Source excerpt -
——————
And so we kind of call that liquid gold because there are not a whole lot of ways to get tax free money in this country, right? It's just a couple of different ways. The reason people will be traditional is because they need the tax break. They need the tax deduction. So it really is independent. Every situation is a little bit different. And that's kind of what my role is at the IRA club is to talk to individuals about, well, do you need the tax deduction or do you want the tax free growth? Sometimes it's a combination. We'll do both. Um, so then after that layer, the two distinguishing traditional and Roth, you have a ton of different options. So now you can do a solo 401k. If you're your own business owner, you can do a solo 401k. Those have higher contribution limits. The contribution limits of a solo 401k is $69,000 a year.

Um, no matter what the age anywhere up to 15 and a half. Okay.

Yep. If even after 59 and a half, you can contribute into a solo 401k up to that 69,000, then there are some exceptions depending on your situation. Sometimes you can get back. Anyway, it gets over that 69, but that's the general rule of it. Okay. And in your solo 401k, you can do the traditional pretax dollars or Roth post-tax dollars. Okay. Um, Then you have a SEP IRA and a Simple IRA. Those are for self-employed individuals as well. Simple IRA is typically done with a small firm, like they just have a couple of employees, they'll set it up that way. Same kind of thing, the SEP and the Simple IRA has a higher contribution limit. So the SEP has $69,000 as well. I think the SIMPLE is at $15,000. So those are for people who are employed, self-employed and want to contribute. And it really just depends on what your business is doing and what you're looking to invest and whether or not you should open a SEP or a solo 401k. But again, SEP IRAs can be Roth or traditional. SIMPLE can be Roth or traditional. So it's just a matter of figuring out what you're wanting to do in your individual situation. And then after that, you have your youth Roth accounts. So anybody under the age of 18, we do separate that a little bit because we give a discount for those kids. We don't charge an asset fee for kids to be able to invest, kind of helps them out as they are getting there as they're growing. And then we just opened up a new branch and that is for small businesses. So we actually will help a small business set up a self-directed plan for their employees. And that's pretty new. There's not, I don't think anybody else is really doing that yet.
——————
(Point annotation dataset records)
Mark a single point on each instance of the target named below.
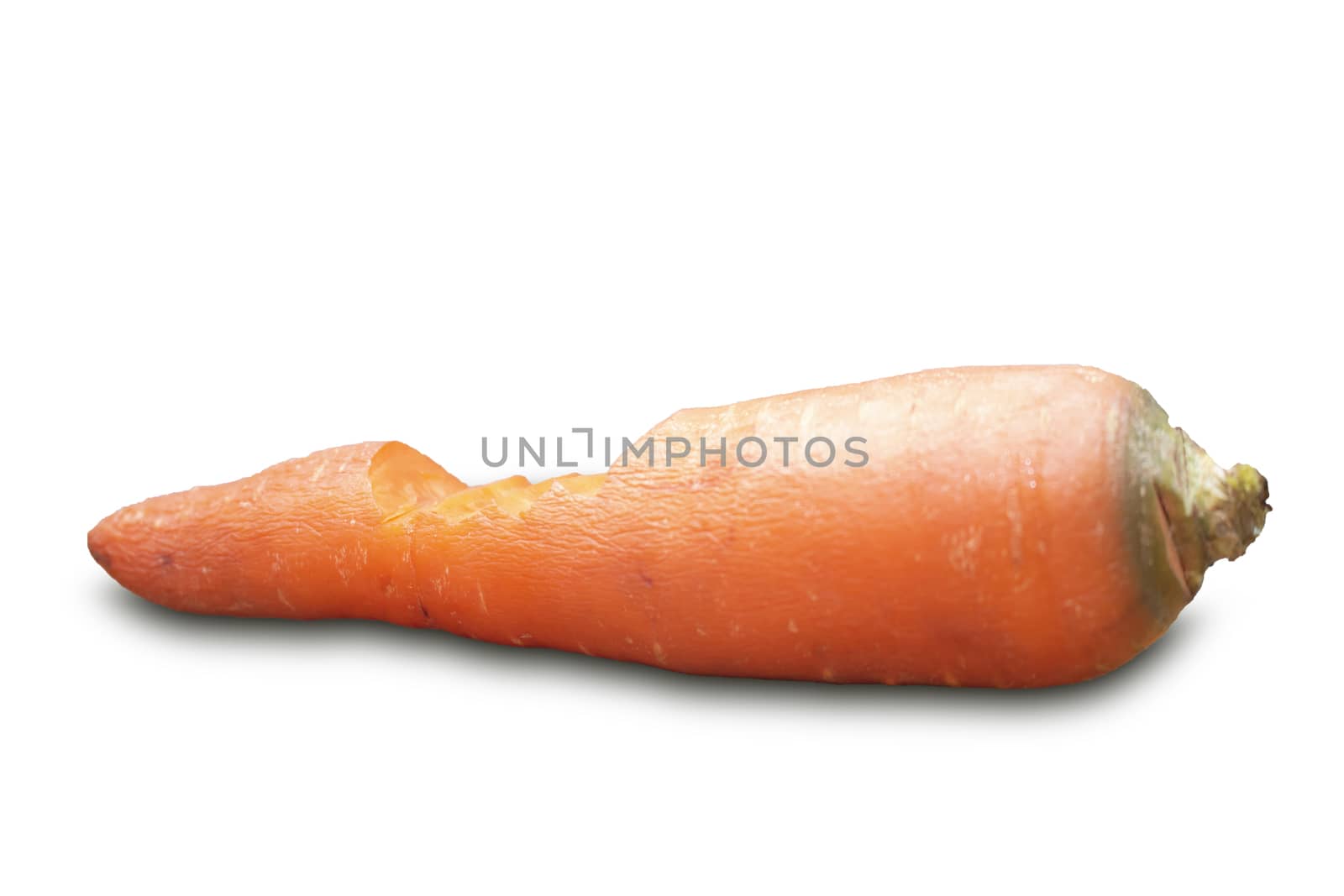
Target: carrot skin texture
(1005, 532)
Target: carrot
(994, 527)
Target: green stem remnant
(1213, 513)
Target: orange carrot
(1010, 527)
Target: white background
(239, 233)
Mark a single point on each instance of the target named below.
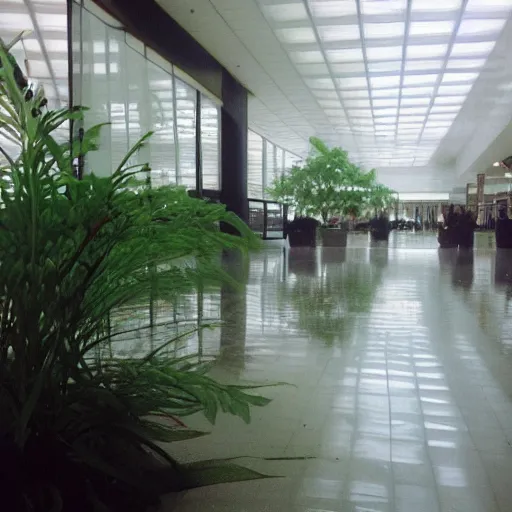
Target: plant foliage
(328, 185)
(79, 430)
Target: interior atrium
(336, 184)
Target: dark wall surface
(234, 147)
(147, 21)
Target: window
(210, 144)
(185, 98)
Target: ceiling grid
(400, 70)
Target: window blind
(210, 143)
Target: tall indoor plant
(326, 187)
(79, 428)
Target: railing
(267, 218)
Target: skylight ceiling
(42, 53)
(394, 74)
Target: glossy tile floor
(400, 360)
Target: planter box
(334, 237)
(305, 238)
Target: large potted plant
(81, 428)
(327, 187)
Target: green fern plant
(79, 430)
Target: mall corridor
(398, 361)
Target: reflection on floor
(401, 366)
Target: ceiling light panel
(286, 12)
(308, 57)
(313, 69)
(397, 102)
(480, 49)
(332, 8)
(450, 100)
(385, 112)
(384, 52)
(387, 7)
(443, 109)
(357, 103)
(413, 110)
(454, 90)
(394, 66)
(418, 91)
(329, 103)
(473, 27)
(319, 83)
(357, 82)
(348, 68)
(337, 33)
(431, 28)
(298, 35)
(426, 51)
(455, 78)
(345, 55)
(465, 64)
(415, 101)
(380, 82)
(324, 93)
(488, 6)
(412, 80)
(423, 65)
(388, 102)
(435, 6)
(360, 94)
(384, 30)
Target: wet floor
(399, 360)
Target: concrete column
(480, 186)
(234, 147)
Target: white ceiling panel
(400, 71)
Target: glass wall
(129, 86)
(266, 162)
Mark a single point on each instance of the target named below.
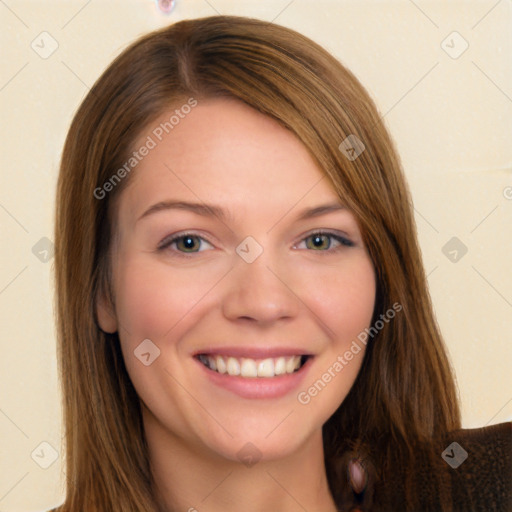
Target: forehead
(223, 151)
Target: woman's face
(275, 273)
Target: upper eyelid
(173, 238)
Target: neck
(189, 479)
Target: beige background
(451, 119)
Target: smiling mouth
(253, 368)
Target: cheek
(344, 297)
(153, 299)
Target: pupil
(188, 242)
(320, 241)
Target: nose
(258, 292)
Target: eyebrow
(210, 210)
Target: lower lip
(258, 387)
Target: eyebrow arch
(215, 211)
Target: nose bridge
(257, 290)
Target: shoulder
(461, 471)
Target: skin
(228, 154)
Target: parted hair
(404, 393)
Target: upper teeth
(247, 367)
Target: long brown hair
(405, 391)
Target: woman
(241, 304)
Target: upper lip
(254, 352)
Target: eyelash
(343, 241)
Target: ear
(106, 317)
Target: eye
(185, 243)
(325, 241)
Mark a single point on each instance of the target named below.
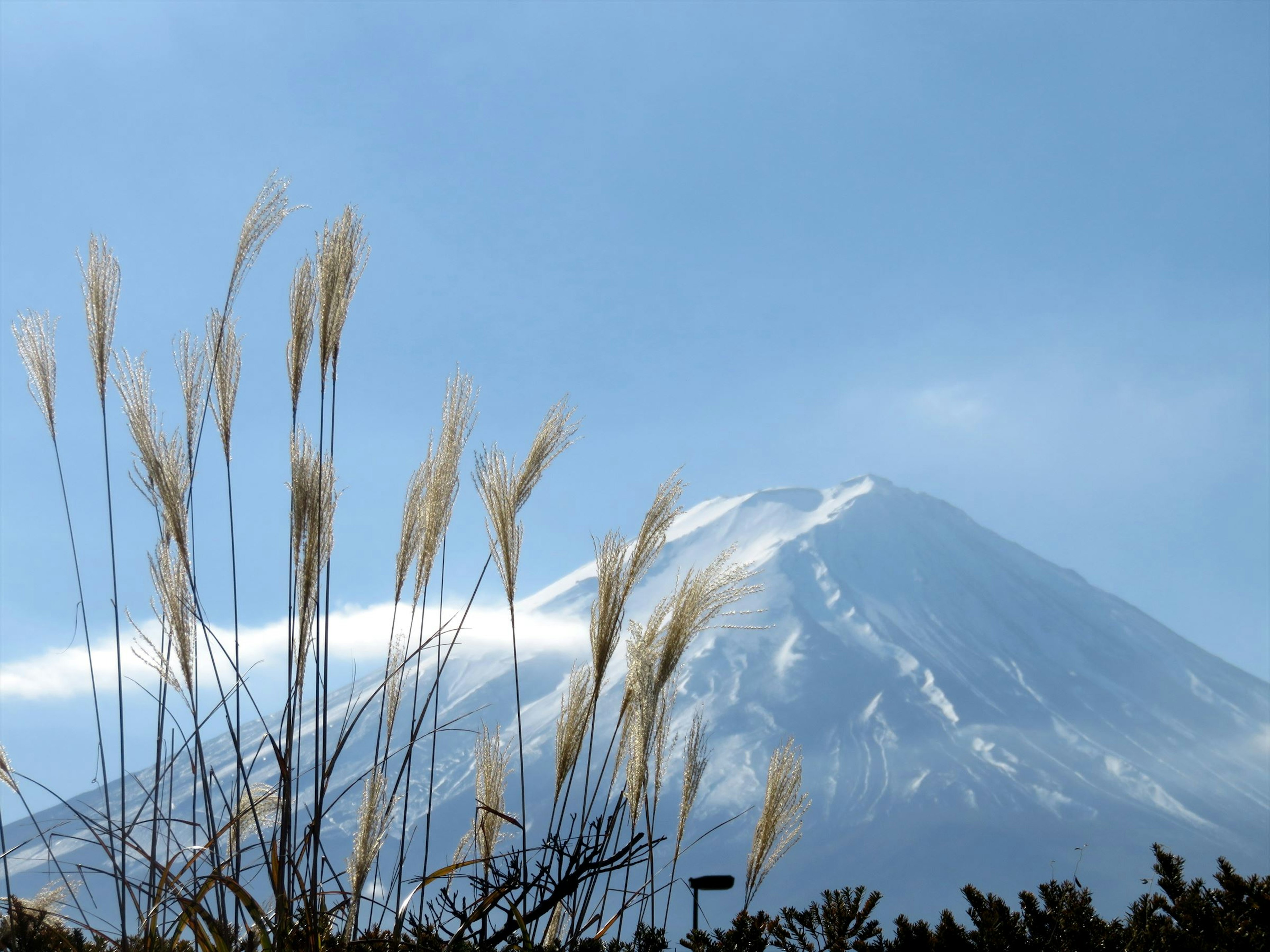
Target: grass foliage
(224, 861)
——————
Your goal - Reproduce word for word the stretch of the retirement accounts transcript above from "And so we kind" through "is $69,000 a year.".

Problem solution -
And so we kind of call that liquid gold because there are not a whole lot of ways to get tax free money in this country, right? It's just a couple of different ways. The reason people will be traditional is because they need the tax break. They need the tax deduction. So it really is independent. Every situation is a little bit different. And that's kind of what my role is at the IRA club is to talk to individuals about, well, do you need the tax deduction or do you want the tax free growth? Sometimes it's a combination. We'll do both. Um, so then after that layer, the two distinguishing traditional and Roth, you have a ton of different options. So now you can do a solo 401k. If you're your own business owner, you can do a solo 401k. Those have higher contribution limits. The contribution limits of a solo 401k is $69,000 a year.